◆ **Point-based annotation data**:
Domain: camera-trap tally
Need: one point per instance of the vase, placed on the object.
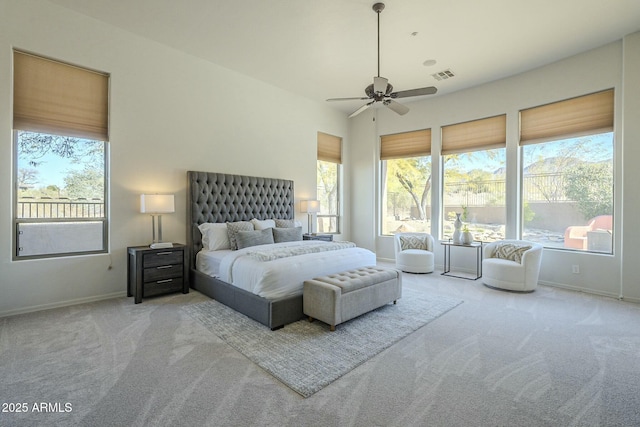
(457, 234)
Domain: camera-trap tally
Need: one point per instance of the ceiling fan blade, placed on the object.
(361, 109)
(357, 98)
(380, 84)
(396, 106)
(415, 92)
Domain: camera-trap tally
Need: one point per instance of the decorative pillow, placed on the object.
(214, 236)
(287, 234)
(261, 225)
(285, 223)
(245, 239)
(233, 228)
(510, 251)
(413, 242)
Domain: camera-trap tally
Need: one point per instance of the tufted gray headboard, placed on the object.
(220, 197)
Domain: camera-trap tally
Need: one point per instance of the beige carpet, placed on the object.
(306, 356)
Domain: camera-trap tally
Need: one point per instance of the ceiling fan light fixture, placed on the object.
(381, 90)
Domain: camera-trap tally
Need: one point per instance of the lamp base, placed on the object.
(161, 245)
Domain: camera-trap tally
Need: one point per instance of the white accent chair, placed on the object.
(512, 275)
(413, 260)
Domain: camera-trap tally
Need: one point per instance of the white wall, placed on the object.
(170, 113)
(599, 69)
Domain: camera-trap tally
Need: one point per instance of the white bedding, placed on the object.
(282, 277)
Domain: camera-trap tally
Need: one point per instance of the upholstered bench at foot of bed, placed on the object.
(336, 298)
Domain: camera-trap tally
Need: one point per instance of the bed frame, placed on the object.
(219, 197)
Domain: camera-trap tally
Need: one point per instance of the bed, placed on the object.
(217, 198)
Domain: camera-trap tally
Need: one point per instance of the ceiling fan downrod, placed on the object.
(378, 8)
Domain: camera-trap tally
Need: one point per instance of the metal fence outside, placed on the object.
(60, 208)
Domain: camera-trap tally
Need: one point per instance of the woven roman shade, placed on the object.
(329, 148)
(482, 134)
(406, 144)
(589, 114)
(61, 99)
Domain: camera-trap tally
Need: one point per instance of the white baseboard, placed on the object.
(59, 304)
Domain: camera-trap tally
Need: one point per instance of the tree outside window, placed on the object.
(406, 195)
(474, 187)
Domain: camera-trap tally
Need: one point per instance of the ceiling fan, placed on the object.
(381, 90)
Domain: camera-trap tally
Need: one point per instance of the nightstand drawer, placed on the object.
(155, 259)
(162, 286)
(162, 272)
(156, 271)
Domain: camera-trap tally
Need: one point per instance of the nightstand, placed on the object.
(325, 237)
(156, 271)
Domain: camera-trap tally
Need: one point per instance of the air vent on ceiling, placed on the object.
(443, 75)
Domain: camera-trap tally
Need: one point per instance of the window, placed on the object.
(406, 182)
(567, 173)
(473, 164)
(328, 181)
(60, 131)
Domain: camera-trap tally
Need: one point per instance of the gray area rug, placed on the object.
(305, 355)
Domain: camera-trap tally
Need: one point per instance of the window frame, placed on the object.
(329, 150)
(52, 97)
(17, 221)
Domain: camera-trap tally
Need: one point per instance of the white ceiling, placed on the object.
(328, 49)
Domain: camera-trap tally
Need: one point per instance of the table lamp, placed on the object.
(156, 205)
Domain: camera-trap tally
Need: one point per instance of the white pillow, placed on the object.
(264, 224)
(214, 236)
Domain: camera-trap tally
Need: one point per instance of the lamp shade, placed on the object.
(157, 203)
(310, 206)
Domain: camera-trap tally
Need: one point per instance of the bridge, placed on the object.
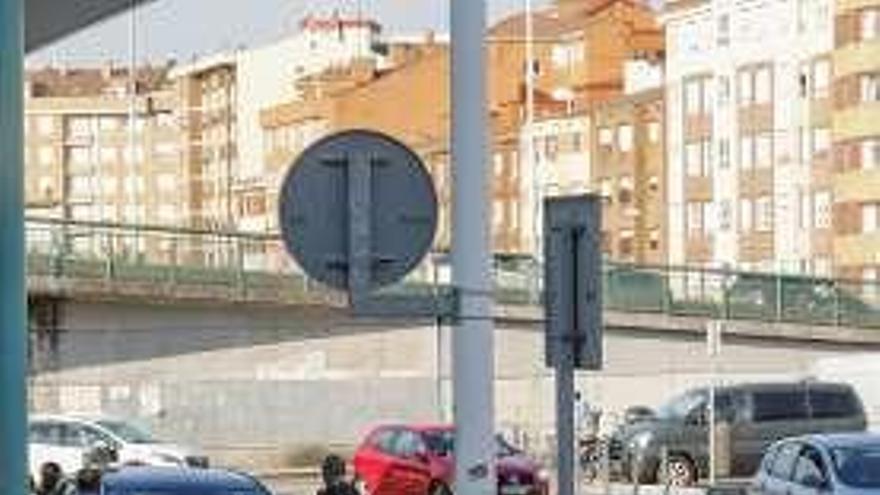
(95, 261)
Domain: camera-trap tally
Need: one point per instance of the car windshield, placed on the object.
(127, 432)
(682, 405)
(442, 442)
(858, 467)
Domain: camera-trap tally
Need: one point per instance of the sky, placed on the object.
(182, 29)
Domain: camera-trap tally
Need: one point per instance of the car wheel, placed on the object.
(439, 488)
(679, 471)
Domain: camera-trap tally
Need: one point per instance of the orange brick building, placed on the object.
(580, 49)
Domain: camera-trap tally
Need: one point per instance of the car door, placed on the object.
(811, 475)
(52, 441)
(374, 462)
(411, 470)
(780, 480)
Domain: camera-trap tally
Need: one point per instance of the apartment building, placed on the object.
(94, 154)
(856, 136)
(748, 145)
(628, 167)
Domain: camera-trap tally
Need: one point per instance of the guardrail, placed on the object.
(248, 266)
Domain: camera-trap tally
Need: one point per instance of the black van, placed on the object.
(755, 415)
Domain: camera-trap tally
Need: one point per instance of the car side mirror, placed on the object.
(816, 482)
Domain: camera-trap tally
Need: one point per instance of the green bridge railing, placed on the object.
(245, 265)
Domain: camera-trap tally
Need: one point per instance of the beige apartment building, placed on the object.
(856, 133)
(95, 155)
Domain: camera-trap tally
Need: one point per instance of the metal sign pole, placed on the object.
(473, 349)
(13, 305)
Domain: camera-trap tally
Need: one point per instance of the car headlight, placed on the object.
(640, 441)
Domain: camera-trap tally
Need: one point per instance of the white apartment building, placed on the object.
(748, 134)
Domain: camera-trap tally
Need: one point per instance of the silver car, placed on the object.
(842, 464)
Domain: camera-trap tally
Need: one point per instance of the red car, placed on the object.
(417, 460)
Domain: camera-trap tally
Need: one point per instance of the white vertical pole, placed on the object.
(13, 305)
(530, 162)
(473, 349)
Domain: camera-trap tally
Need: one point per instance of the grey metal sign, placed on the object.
(573, 261)
(358, 211)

◆ **EXERCISE BRIEF**:
Report each line of the records above that contains the word "lamp", copying every such line in full.

◆ **WRITTEN RESPONSE**:
Need: one point per instance of the lamp base, placed on the object.
Need: one point per instance of the table lamp, placed on the object.
Need: one point per instance of the lamp shade, placed on the object.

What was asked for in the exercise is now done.